▶ **To do**: Search the records for the string "rough". Copy each line where it occurs.

▶ **Material supplied**:
........

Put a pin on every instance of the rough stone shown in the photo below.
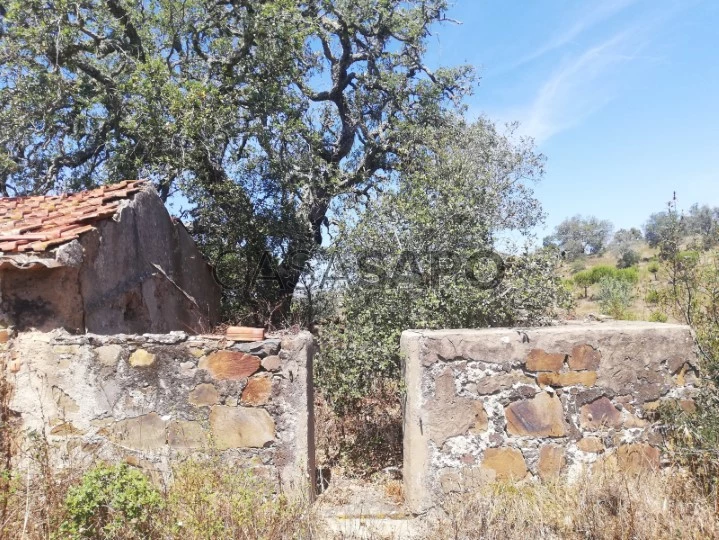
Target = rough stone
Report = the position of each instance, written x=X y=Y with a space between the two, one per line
x=637 y=457
x=186 y=434
x=507 y=463
x=64 y=402
x=592 y=445
x=258 y=391
x=204 y=395
x=272 y=363
x=241 y=427
x=146 y=432
x=451 y=415
x=492 y=384
x=571 y=378
x=551 y=461
x=600 y=414
x=232 y=365
x=585 y=357
x=541 y=416
x=268 y=347
x=108 y=355
x=539 y=360
x=142 y=358
x=66 y=429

........

▶ **Worked solution**:
Put a pin on every instance of the rough stone shown in the photo below.
Target = rough stone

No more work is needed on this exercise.